# Detailing Station!



## tommyzooom (Aug 15, 2009)

Due to my ever increasing collection I needed somewhere to keep it all, It won't be big enough for lots of people on here but is fine for me as I only have 2 cars to look after. More bits to go in and I'm waiting on a label maker I bought on fleabay to label the bottles properly. Comments welcome,good and bad


----------



## Auto Finesse (Jan 10, 2007)

Tidy..


----------



## yetizone (Jun 25, 2008)

Brilliant..! What was the unit originally? 

Love the IKEA plastic bag holder now being used for the MF cloths :thumb:


----------



## Cliff (Mar 4, 2007)

Very smart / well planned :thumb:


----------



## Lump (Nov 6, 2008)

yetizone said:


> Brilliant..! What was the unit originally?
> 
> Love the IKEA plastic bag holder now being used for the MF cloths :thumb:


what he said ? great idea


----------



## MarkJ (May 13, 2009)

Very nice


----------



## Black-Cat (Oct 7, 2009)

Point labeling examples
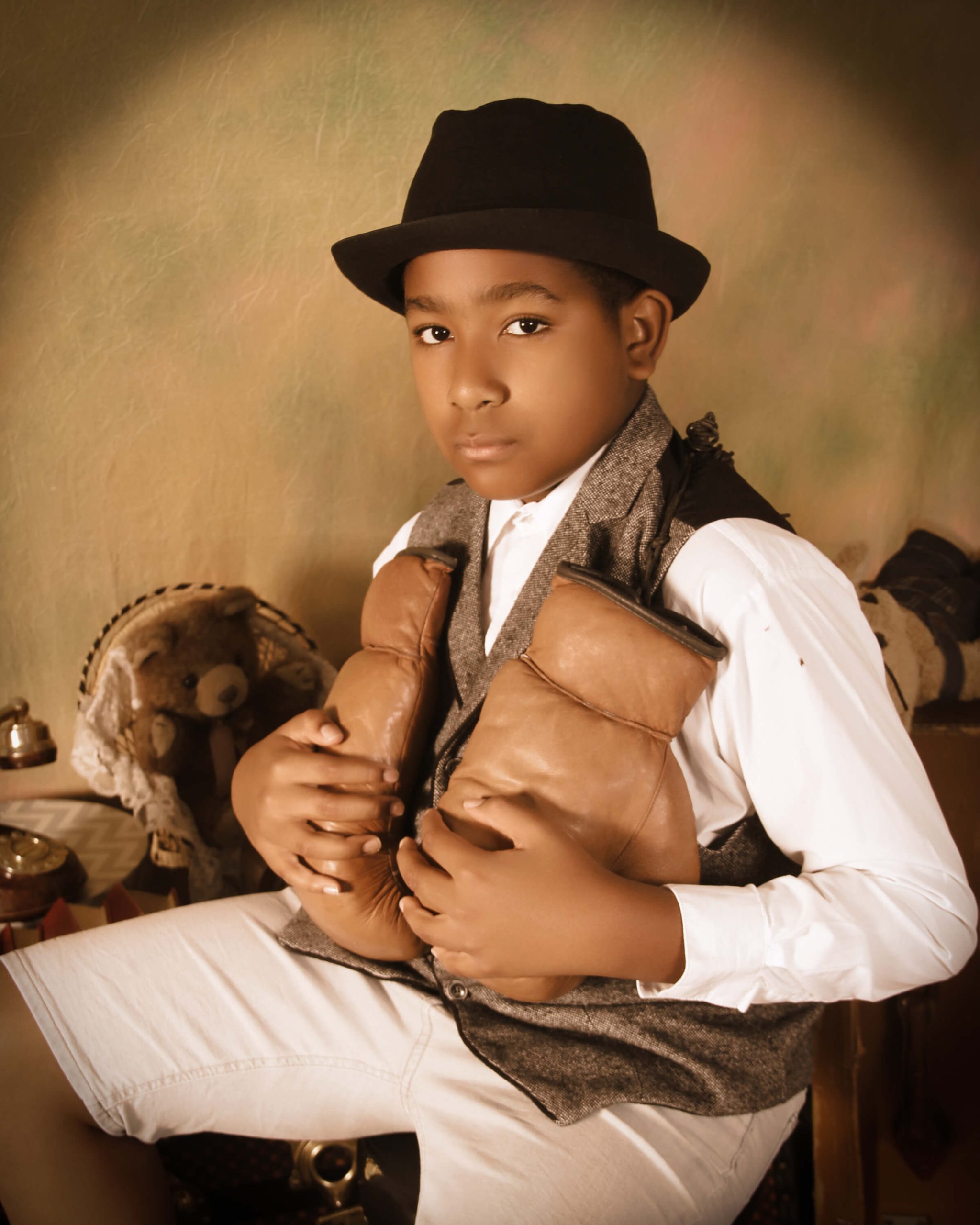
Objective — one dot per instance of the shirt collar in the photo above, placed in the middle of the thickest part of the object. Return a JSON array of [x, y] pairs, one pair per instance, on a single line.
[[544, 515]]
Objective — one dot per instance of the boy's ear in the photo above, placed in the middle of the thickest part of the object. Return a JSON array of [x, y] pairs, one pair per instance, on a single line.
[[645, 322]]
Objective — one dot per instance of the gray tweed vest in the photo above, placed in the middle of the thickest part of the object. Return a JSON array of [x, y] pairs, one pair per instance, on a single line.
[[601, 1044]]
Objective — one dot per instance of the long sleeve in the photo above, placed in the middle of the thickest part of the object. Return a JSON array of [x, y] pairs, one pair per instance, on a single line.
[[798, 725]]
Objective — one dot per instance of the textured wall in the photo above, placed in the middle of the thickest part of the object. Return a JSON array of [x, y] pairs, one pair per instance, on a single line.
[[191, 391]]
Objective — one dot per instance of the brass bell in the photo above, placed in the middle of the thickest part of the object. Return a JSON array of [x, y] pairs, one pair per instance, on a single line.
[[23, 742]]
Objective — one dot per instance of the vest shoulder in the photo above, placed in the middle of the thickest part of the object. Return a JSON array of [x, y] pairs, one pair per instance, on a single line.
[[714, 490]]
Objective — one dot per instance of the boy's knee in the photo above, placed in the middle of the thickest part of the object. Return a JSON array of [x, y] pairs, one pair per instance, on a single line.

**WHAT TO DO:**
A. Copy the lines of the listing word for word, starting with the line that contains "Objective — one dot per instance of the gray" and going on through the end of the listing.
B. Write the next part of the forum thread about the detailing station, picking up from where it stops.
The forum thread about the detailing station and the listing are unrelated to each other.

**WRITTEN ANSWERS:**
A.
Objective — one dot per instance of the gray tweed vest in the photo above, placed in the middle of the thickest part of the object. Return a JSON array of [x, y] pairs, one pair per instance, on a single line.
[[601, 1044]]
Objective — one dot per instance of the long sleeve in the photo above, placed in the middle of the thickest part of the object. Return a JSON array of [x, y] pairs, one pair per instance, on a single line.
[[798, 725]]
Objective — one dot per instance of the textured wall in the photo above, placed in the middle of the thickest part of the object. Return a JSON array of [x, y] pairs, one pair per instance, on a single line.
[[191, 391]]
Objective — one dot per instance of the brass bell in the photo above, placed in the middle of the thickest part of the object. Return a JSON array of [x, y] pairs, one pair per instance, on a single line.
[[23, 742]]
Objective — one dot per instance of the vest shoulder in the photo above, placed in the middle of the thickest part of the object. Return a JSON array of [x, y] pairs, one pair per instance, on a single line.
[[714, 490]]
Objective — one dot per instance of the boy's knee in the photo above, placed in the middle of the thickest part of the object. Return a JSON array of [x, y] pairs, one pair per instance, on a single line.

B.
Great idea for hanging the trigger spray bottles! :thumb:


----------



## Guest (Nov 8, 2009)

very good indeed :thumb:


----------



## patmac (Apr 17, 2009)

looks just the thing:thumb: self build or did you modify an existing unit????
I want one!!!!


----------



## andye (Apr 15, 2007)

Very nice mate :thumb:


----------



## RedCloudMC (Jul 19, 2008)

Looking good! :thumb:


----------



## dazzlers82 (May 8, 2007)

very nice i like that


----------



## ianrobbo1 (Feb 13, 2007)

very neat, I too like the Ikea bag holder idea, off to get one myself tomorrow!!:thumb:


----------



## slim_boy_fat (Jun 23, 2006)

That'll do nicely!! :thumb:


----------



## tommyzooom (Aug 15, 2009)

yetizone said:


> Brilliant..! What was the unit originally?
> 
> Love the IKEA plastic bag holder now being used for the MF cloths :thumb:


Eh, it was originally 2 8'x4' sheets of timber and a bag of screws:


----------



## Orca (Apr 16, 2007)

That is superb! Nice job :thumb:


----------



## KKM (Dec 10, 2007)

Nice bit of kit!!

Cracking collection too.

:thumb:


----------



## grant_evans (Mar 2, 2008)

looks good, will also be picking up one of them bag holders for cloths


----------



## Mirror Finish Details (Aug 21, 2008)

That is a fab unit for the detailing gear, looking good there matey.


----------



## StuaR32t (Jun 6, 2009)

nice n Neat!!!!!!!!!


----------



## INWARD123 (Oct 28, 2007)

Very nice ...top marks:thumb::thumb::thumb:


----------



## macmaw (Mar 5, 2007)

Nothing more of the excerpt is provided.